French explorer Parfait-Louis Monteil visited Sokoto in 1891 and noted that the Caliphate was at war with the Emir of Argungu, defeating Argungu the next year. Monteil claimed that Fulani power was tottering because of the war and the accession of the unpopular Caliph Abderrahman dan Abi Bakar.

However, following the Berlin Conference, the British had expanded into Southern Nigeria, and by 1901 had begun to move into the Sokoto Caliphate while simultaneous German efforts occurred in Cameroon. British General Frederick Lugard used rivalries between many of the emirs in the south and the central Sokoto administration to prevent any defense as he worked toward the capital, while the Germans conquered Adamawa. As the British approached the city of Sokoto, the new Sultan Muhammadu Attahiru I along with Muhammad bin Anabwani organized a quick defense of the city and fought the advancing British-led forces. The British force quickly won, sending Attahiru I and thousands of followers on a Mahdist hijra. 

Muslim supporters and officials moved from Hausaland, Segu, Massina and Adamawa towards to Burmi, a military station on the far-eastern border of the Empire. The mass migrations was foretold by Shehu Uthman Dan Fuduye a century before.

The now shattered Caliphate was partitioned by Britain and Germany.  On March 13, 1903, at the grand market square of Sokoto, the last Vizier of the Caliphate officially conceded to British Rule. The British appointed Muhammadu Attahiru II as the new Caliph. Fredrick Lugard abolished the Caliphate, but retained the title Sultan as a symbolic position in the newly organized Northern Nigeria Protectorate. This remnant became known as "Sokoto Sultanate Council". In June 1903, the British defeated the remaining forces of Attahiru I in an engagement where he was killed in action; by 1906, armed resistance to British rule had ended.

Exercises
- A) Answer these from the passage on the Sokoto Caliphate:
(i) In what year did Parfait-Louis Monteil visit Sokoto?
(ii) Toward what military station did Muslim supporters and officials move?
(iii) Whom did the British appoint as the new Caliph?
- B) Write out the stretch of the passage on the Sokoto Caliphate from "However, following the" through "a Mahdist hijra.".
- C) Pick up the passage on the Sokoto Caliphate after its final sentence and write what comes next.
The listing that follows has nothing to do with the passage on the Sokoto Caliphate.

Information provided
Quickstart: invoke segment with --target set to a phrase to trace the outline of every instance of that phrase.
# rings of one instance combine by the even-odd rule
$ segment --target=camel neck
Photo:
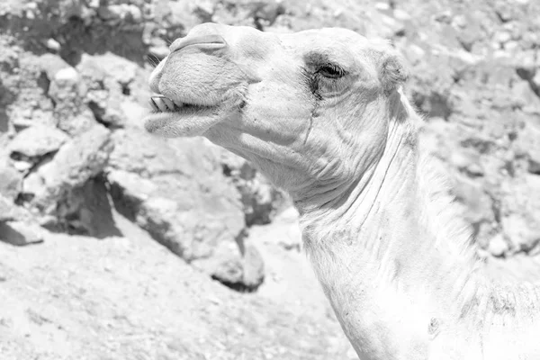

Answers for this exercise
- A)
(i) 1891
(ii) Burmi
(iii) Muhammadu Attahiru II

- B)
However, following the Berlin Conference, the British had expanded into Southern Nigeria, and by 1901 had begun to move into the Sokoto Caliphate while simultaneous German efforts occurred in Cameroon. British General Frederick Lugard used rivalries between many of the emirs in the south and the central Sokoto administration to prevent any defense as he worked toward the capital, while the Germans conquered Adamawa. As the British approached the city of Sokoto, the new Sultan Muhammadu Attahiru I along with Muhammad bin Anabwani organized a quick defense of the city and fought the advancing British-led forces. The British force quickly won, sending Attahiru I and thousands of followers on a Mahdist hijra.

- C)
Administrative structure
The Sokoto state was largely organized around a number of largely independent emirates pledging allegiance to the sultan of Sokoto. The administration was initially built to follow those of Muhammad during his time in Medina, but also the theories of Al-Mawardi in "The Ordinances of Government". The Hausa kingdoms prior to Usman dan Fodio had been run largely through hereditary succession.

The early rulers of Sokoto, dan Fodio and Bello, abolished systems of hereditary succession, preferring leaders to be appointed by virtue of their Islamic scholarship and moral standing. Emirs were appointed by the sultan; they traveled yearly to pledge allegiance and deliver taxes in the form of crops, cowry shells, and slaves. When a sultan died or retired from the office, an appointment council made up of the emirs would select a replacement. Direct lines of succession were largely not followed, although each sultan claimed direct descent from dan Fodio.

The caliphate absorbed many of the structures of governments of their Hausa predecessors which they had conquered. It ruled under Islamic law with powers falling to the emirates which made up the caliphate. A large number of emirs and senior officials were Fulani clerics and scholars who participated in the Fulani War.

The major administrative division was between Sokoto and the Gwandu Emirate.  In 1815, Usman dan Fodio retired from the administrative business of the state and divided the area taken over during the Fulani War with his brother Abdullahi dan Fodio ruling in the west with the Gwandu Emirate and his son Muhammed Bello taking over administration of the Sokoto Sultanate. The Emir at Gwandu retained allegiance to the Sokoto Sultanate and spiritual guidance from the sultan, but the emir managed the separate emirates under his supervision independently from the sultan.

The administrative structure of loose allegiances of the emirates to the sultan did not always function smoothly. There was a series of revolutions by the Hausa aristocracy in 1816–1817 during the reign of Muhammed Bello, but the sultan ended these by granting the leaders titles to land. There were multiple crises that arose during the 19th century between the Sokoto Sultanate and many of the subservient emirates: notably, the Adamawa Emirate and the Kano Emirate. A serious revolt occurred in 1836 in the city-state of Gobir, which was crushed by Muhammed Bello at the Battle of Gawakuke.

The Sufi community throughout the region proved crucial in the administration of the state. The Tariqa brotherhoods, most notably the Qadiriyya, to which every successive sultan of Sokoto was an adherent, provided a group linking the distinct emirates to the authority of the sultan. Scholars Burnham and Last claim that this Islamic scholarship community provided an "embryonic bureaucracy" which linked the cities throughout the Sokoto state.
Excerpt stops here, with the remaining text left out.